___ PAGE EXTRACT

Module 9: OLS Assumptions and Extensions

Overview

Module 9 introduces the idea that the OLS estimator is BLUE: It is the best, linear, unbiased estimator available. But this requires that some important assumptions hold. Module 9 thus lays out these assumptions as well as methods for checking for potential violations. Module 9 then lays out some common OLS extensions, including dummy and categorical independent variables and interaction terms.

Objectives

  • Explain what we mean when we say that the OLS estimator is BLUE.
  • Grasp the intuition behind the core OLS assumptions.
  • Examine and begin checking assumptions in R; explain what violations of different assumptions mean for statistical inference.
  • Incorporate and interpret dummy and categorical independent variables as well as interaction terms in linear regression.

Assignment

Assignment 4 is due by 11:59pm CST on Wednesday, 3/17. Be sure to download the Assignment 4 RMD and review it early in the week so that you can plan your time accordingly.

The Module

As you work your way through the video lectures, note that I again draw many examples from the “CASchools” dataset that is available upon installing and loading the “AER” package in R. You should feel free to follow along with these examples in R, pausing the video as necessary. To do so, start by running this code, which loads the required package and creates our main IV and DV:

# Load the data
require(AER)

______
___ DATA LINES

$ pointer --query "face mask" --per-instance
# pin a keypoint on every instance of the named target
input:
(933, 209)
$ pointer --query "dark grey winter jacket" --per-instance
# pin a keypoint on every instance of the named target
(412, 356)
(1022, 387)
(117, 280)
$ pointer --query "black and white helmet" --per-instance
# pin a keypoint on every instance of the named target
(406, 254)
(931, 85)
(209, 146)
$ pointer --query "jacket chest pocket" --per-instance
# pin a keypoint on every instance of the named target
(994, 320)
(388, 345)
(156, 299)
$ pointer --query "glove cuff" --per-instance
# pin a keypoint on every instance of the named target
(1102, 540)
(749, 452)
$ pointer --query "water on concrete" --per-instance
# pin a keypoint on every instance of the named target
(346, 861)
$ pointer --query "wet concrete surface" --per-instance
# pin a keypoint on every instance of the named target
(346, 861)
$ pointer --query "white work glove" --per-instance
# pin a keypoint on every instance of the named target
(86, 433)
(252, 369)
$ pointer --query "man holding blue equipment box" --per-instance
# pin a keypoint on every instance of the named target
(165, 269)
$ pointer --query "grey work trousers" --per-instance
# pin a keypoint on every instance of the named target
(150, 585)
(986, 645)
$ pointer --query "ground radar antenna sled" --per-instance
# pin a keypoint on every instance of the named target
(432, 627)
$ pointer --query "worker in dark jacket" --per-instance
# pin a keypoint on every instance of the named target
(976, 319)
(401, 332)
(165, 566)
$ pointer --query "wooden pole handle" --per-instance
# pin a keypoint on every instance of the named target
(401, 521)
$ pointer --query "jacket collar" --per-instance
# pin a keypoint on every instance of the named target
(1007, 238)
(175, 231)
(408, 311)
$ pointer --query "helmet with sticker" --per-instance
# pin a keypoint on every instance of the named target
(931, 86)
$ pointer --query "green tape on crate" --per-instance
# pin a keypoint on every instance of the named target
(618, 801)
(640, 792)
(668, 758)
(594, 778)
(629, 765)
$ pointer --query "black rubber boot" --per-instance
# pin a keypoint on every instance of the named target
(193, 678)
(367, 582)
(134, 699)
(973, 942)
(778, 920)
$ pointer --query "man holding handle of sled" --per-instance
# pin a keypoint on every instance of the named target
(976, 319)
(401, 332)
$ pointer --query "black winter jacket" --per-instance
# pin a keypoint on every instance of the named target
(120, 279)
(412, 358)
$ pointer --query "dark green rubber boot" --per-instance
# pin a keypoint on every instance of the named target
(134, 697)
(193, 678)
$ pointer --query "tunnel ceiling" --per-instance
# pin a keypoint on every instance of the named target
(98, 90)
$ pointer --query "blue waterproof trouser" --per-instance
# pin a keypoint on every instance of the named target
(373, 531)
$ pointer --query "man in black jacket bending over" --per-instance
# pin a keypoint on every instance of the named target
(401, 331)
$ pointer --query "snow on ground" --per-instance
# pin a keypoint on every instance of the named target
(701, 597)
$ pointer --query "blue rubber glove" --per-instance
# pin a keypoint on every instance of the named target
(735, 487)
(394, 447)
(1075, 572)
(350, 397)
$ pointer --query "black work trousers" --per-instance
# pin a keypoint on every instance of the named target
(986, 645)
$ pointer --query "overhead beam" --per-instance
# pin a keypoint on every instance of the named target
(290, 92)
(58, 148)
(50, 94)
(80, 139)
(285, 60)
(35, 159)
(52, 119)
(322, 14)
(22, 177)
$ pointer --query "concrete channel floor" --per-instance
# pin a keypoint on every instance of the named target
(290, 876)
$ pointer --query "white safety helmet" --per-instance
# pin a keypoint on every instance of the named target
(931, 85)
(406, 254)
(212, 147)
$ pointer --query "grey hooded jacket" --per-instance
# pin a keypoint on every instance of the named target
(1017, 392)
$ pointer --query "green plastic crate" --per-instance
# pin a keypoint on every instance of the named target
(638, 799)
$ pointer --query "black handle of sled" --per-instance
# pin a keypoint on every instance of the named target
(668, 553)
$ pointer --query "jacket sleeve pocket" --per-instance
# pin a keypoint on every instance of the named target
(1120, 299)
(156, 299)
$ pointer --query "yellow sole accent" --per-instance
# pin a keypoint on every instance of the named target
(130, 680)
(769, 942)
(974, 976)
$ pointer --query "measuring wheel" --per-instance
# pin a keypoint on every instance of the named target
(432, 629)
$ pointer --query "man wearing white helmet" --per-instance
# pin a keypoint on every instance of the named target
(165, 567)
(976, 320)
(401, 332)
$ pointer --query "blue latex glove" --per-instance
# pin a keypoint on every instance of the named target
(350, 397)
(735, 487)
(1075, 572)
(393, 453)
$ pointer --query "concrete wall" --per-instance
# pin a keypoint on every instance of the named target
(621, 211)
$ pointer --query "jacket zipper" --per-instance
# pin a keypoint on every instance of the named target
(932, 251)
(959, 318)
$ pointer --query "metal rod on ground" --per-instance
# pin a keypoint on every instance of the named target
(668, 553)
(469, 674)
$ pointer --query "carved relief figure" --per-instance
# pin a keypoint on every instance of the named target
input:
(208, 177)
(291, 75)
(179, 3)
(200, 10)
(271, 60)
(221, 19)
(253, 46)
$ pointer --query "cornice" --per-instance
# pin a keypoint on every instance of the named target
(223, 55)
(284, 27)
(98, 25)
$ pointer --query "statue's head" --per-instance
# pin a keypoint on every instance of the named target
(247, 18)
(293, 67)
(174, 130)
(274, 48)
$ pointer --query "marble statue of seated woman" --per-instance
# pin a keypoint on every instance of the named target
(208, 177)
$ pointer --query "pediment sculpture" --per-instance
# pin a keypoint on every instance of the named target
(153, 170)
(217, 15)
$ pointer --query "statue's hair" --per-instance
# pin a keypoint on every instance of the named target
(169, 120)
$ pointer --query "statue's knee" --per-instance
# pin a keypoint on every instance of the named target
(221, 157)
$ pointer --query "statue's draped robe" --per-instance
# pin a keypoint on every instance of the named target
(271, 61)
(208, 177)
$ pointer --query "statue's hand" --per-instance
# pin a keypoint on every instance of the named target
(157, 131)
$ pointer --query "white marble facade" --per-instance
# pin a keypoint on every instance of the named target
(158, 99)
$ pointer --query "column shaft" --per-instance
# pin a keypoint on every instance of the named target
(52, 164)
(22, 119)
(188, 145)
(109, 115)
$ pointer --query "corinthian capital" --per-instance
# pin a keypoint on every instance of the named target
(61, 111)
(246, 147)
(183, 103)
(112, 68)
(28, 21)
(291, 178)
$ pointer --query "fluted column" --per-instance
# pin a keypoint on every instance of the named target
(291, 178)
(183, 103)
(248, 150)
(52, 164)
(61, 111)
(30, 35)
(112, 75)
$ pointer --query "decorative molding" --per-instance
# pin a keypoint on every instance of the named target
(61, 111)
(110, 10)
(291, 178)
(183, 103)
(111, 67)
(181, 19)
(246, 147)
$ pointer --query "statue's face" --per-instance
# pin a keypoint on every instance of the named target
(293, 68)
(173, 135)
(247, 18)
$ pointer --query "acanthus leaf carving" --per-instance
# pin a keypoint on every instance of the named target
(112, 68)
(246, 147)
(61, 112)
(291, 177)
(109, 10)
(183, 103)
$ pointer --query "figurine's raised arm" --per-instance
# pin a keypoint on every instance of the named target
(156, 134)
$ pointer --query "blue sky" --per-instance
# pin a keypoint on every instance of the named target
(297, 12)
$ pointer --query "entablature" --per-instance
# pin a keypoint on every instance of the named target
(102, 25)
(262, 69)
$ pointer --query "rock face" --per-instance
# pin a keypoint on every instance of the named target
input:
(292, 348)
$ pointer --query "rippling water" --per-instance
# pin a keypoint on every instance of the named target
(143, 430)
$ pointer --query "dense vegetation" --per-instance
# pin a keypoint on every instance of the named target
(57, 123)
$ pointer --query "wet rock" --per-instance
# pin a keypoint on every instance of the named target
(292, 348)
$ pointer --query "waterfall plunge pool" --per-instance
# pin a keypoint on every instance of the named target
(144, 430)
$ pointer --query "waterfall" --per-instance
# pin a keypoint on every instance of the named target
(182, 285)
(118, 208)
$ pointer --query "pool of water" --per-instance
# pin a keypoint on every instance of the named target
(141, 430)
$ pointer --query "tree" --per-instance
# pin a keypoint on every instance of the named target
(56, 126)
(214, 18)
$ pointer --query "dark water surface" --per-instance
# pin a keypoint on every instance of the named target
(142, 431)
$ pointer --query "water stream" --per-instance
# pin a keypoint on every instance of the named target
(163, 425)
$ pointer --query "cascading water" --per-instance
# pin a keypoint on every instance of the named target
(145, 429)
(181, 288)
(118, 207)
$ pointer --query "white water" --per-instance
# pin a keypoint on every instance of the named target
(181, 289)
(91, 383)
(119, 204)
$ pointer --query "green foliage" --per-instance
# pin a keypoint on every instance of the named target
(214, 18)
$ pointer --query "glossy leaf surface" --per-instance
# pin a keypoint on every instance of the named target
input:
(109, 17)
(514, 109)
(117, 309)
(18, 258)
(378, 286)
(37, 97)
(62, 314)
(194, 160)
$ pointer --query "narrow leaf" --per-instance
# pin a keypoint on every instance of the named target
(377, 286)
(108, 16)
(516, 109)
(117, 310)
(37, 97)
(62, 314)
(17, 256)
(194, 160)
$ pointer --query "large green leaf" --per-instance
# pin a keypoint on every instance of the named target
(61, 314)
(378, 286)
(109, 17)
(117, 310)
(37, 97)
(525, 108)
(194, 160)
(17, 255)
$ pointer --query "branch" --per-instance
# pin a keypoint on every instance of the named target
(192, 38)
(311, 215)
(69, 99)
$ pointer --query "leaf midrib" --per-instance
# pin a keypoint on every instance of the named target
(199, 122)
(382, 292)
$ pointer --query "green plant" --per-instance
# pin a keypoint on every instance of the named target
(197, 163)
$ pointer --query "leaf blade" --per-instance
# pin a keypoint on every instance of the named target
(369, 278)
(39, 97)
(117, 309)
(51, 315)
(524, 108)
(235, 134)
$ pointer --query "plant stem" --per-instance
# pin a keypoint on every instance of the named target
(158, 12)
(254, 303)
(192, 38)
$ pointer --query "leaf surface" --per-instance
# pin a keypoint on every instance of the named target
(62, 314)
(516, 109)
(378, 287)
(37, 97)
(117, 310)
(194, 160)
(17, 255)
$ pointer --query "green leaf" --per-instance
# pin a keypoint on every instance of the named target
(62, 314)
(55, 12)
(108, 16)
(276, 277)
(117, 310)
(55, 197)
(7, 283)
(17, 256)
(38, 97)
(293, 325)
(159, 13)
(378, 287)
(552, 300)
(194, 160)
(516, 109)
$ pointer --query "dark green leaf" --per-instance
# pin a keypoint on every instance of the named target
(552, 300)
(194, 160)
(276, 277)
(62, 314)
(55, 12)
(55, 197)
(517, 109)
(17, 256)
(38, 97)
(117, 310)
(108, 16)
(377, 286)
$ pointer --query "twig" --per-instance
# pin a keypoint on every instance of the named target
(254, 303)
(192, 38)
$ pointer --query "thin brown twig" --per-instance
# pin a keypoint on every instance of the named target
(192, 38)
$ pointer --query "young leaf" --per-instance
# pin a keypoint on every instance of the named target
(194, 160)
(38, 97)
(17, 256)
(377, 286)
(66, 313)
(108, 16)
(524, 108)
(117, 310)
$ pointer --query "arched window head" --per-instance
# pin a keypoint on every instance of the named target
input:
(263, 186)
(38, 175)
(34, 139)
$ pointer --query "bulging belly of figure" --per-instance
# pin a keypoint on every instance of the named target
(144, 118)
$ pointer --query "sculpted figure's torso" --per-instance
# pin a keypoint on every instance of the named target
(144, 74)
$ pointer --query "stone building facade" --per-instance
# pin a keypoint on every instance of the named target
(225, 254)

______

### TO-DO LIST
1. According to the OLS module page, what is the deadline for Assignment 4?
2. Reproduce the passage of the OLS module page starting at "Module 9: OLS" and ending at "estimator is BLUE.".
3. Write the next part of the OLS module page, picking up after its final line.
The rows come from a different source than the OLS module page.

### TASK-BY-TASK RESULTS
1. 11:59pm CST on Wednesday, 3/17.

2.
Module 9: OLS Assumptions and Extensions

Overview

Module 9 introduces the idea that the OLS estimator is BLUE: It is the best, linear, unbiased estimator available. But this requires that some important assumptions hold. Module 9 thus lays out these assumptions as well as methods for checking for potential violations. Module 9 then lays out some common OLS extensions, including dummy and categorical independent variables and interaction terms.

Objectives

  • Explain what we mean when we say that the OLS estimator is BLUE.

3.
data(CASchools)

# Dependent variable
CASchools$score <- (CASchools$read + CASchools$math)/2

# Independent variable
CASchools$STR <- CASchools$students/CASchools$teachers

# Our simple model
model <- lm(score ~ STR, data = CASchools)

OLS Assumptions: BLUE

First read OIS Section 8.3 on “Checking Model Assumptions Using Graphs.” Then watch the video lecture series on “OLS Assumptions.”

OLS Assumptions: The Core Assumptions

OLS Assumptions: Checking Assumptions

OLS Extensions

We have so far mainly included numeric variables in our regression models. These are by far the easiest to interpret. But we might also wish include other variable types in our models, including dummy and categorical variables. The main challenges here concern interpretation and procedure. In terms of interpretation, we can’t straightforwardly interpret the coefficient for a dummy independent variable as “a change in Y is linked to a change in Y.” In terms of procedure, we need to be somewhat careful in our syntax whenever we run a regression that includes a categorical independent variable.

Start by reading Kellstedt and Whitten, the Fundamentals of Political Science Research, pp. 202-212. Then watch the brief video series on “OLS Extensions.”

Extensions: Dummy independent variables

As you watch the next video, note that there is an error on my last, which I neglected to correct during recording. Specifically, when you come to the last slide, note the final bullet point: STR should equal 0. Thus, the correct interpretation should read “On average, when STR = 0, we expect schools with Hi_ELL to have test scores around 692.361 – 19.533 = 672.8.”

Extensions: Categorical independent variables

Extensions: Interaction terms

Standard error and confidence intervals

Now read OIS, Sections 4.1 through 4.2 (pp. 169-179). Note that the Syllabus incorrectly states that you should also read Section 4.3. This is an error; we will read Section 4.3 next week when we begin performing hypothesis tests.

Now watch the videos on “Standard error” and “Confidence intervals”.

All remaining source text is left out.